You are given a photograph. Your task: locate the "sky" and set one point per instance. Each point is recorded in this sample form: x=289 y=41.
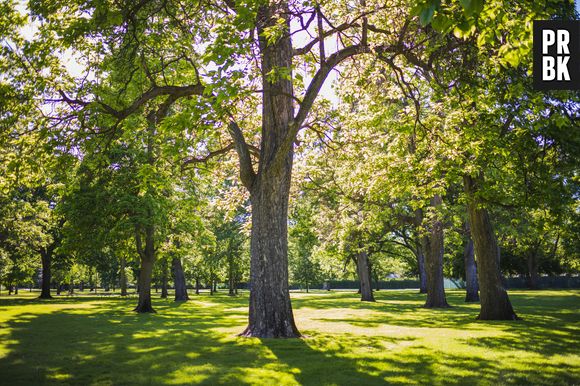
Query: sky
x=300 y=39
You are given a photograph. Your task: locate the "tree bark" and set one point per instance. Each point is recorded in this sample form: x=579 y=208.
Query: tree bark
x=123 y=277
x=422 y=272
x=362 y=267
x=164 y=274
x=145 y=273
x=495 y=303
x=420 y=251
x=46 y=257
x=434 y=247
x=471 y=284
x=231 y=276
x=179 y=280
x=270 y=314
x=533 y=277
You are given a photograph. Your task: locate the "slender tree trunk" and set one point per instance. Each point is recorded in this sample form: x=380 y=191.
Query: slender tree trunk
x=434 y=248
x=422 y=271
x=164 y=275
x=471 y=284
x=123 y=277
x=420 y=252
x=533 y=278
x=46 y=257
x=495 y=303
x=146 y=272
x=231 y=276
x=362 y=266
x=179 y=280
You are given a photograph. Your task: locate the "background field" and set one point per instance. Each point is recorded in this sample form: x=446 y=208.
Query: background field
x=99 y=341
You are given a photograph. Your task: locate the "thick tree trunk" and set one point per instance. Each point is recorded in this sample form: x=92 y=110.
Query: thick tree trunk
x=422 y=271
x=270 y=313
x=146 y=272
x=46 y=257
x=164 y=278
x=179 y=280
x=471 y=284
x=362 y=267
x=123 y=277
x=495 y=303
x=270 y=309
x=434 y=261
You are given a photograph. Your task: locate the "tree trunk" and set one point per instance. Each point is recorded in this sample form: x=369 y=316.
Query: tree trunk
x=123 y=277
x=434 y=253
x=422 y=272
x=231 y=277
x=164 y=274
x=179 y=280
x=270 y=313
x=495 y=303
x=362 y=267
x=145 y=273
x=420 y=252
x=533 y=278
x=46 y=257
x=471 y=285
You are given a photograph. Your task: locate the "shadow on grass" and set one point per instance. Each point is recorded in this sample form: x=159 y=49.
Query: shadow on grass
x=185 y=343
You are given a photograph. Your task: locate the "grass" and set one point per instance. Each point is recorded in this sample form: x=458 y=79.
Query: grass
x=98 y=341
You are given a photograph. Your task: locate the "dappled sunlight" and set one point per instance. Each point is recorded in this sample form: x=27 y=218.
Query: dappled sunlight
x=101 y=341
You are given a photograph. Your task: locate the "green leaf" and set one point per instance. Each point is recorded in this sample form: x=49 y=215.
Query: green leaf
x=472 y=7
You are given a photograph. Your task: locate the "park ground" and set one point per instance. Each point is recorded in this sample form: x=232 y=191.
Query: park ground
x=92 y=340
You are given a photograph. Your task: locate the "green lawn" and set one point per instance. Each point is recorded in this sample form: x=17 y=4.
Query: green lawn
x=99 y=341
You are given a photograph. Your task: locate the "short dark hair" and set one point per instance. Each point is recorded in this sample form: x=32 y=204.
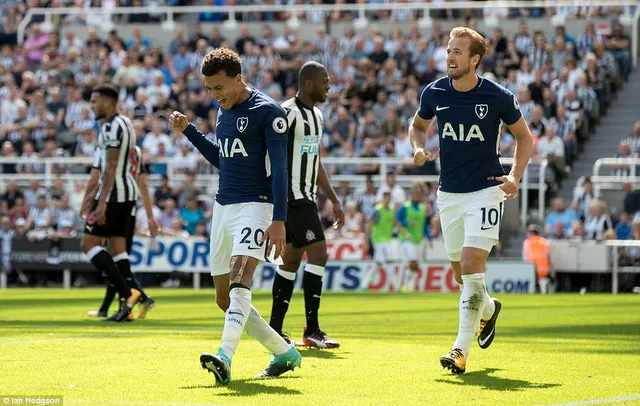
********************
Aim of the task: Please output every line of the material above as a numbered list, leaving out blank lines and the pictures.

The answer:
1. You are given a photograph. Your task: locate the "sky" and set one point per instance. Each point is recorded in this sample form: x=289 y=41.
2. Query: sky
3. x=300 y=39
4. You are given a photograph. Your task: locate the "tree bark" and set one point per instance. Each point is recorded in this sample form: x=579 y=208.
5. Query: tree bark
6. x=123 y=277
7. x=422 y=272
8. x=362 y=267
9. x=164 y=274
10. x=145 y=273
11. x=495 y=303
12. x=420 y=251
13. x=46 y=257
14. x=434 y=247
15. x=471 y=284
16. x=231 y=276
17. x=179 y=280
18. x=270 y=314
19. x=533 y=277
20. You are given a photograph. Your task: locate the "slender tree trunk" and set one point per instance. Each point is recorded in this sample form: x=380 y=191.
21. Query: slender tree trunk
22. x=434 y=248
23. x=422 y=271
24. x=164 y=275
25. x=471 y=284
26. x=123 y=277
27. x=420 y=252
28. x=533 y=278
29. x=46 y=257
30. x=495 y=303
31. x=146 y=272
32. x=231 y=276
33. x=362 y=266
34. x=179 y=280
35. You are given a photograph. Your task: locate the "background field" and set one point per instance. Each point is recorded in this sample form: x=446 y=208.
36. Query: background field
37. x=99 y=341
38. You are given a photograph. Your task: locate the "thick tree trunk" and set one point per instance. Each point is recorded in this sample form: x=92 y=110.
39. Query: thick tree trunk
40. x=422 y=271
41. x=270 y=313
42. x=146 y=272
43. x=46 y=257
44. x=164 y=278
45. x=179 y=280
46. x=471 y=284
47. x=362 y=267
48. x=123 y=277
49. x=495 y=303
50. x=270 y=309
51. x=434 y=261
52. You are given a photograph. Your task: locate the "tree trunk" and set one point per instance. Each point is recorded in this sample form: x=369 y=316.
53. Query: tree trunk
54. x=123 y=277
55. x=434 y=253
56. x=422 y=272
57. x=231 y=277
58. x=164 y=274
59. x=179 y=280
60. x=270 y=313
61. x=495 y=303
62. x=362 y=267
63. x=145 y=273
64. x=420 y=252
65. x=533 y=278
66. x=46 y=257
67. x=471 y=285
68. You are given a photograph. Your task: locate the "shadow on grass" and set one point per instance. Each point is recorded in this sample form: x=159 y=49.
69. Query: shadow on grass
70. x=185 y=343
71. You are given a photograph. Your task: locate the "grass" and set one point per instance. Each point is recorded in this sample form: x=458 y=79.
72. Query: grass
73. x=98 y=341
74. You are given a photograph. Your task: locate the "dappled sunlight" and set one point per instance. Each point is recorded in this sample form: x=27 y=218.
75. Query: dappled sunlight
76. x=101 y=341
77. You are given a photograph. Your task: locate the "green leaf" and set one point per instance. Each point is recorded in this sample form: x=49 y=215.
78. Query: green leaf
79. x=472 y=7
80. You are given a photograph. Your task: locate the "park ground" and set one point per instance. Each point is recorded in this sample form: x=232 y=191.
81. Query: park ground
82. x=92 y=340
83. You are given a photograph. Your task: locate the "green lawn" and set one point per instance. Each point is recorded in this sample form: x=17 y=4.
84. Query: green lawn
85. x=99 y=341
86. You are given a photograph. Your task: locate the "short dark hair" and set one point per instance. Each point is recorded in this sample form: x=32 y=204.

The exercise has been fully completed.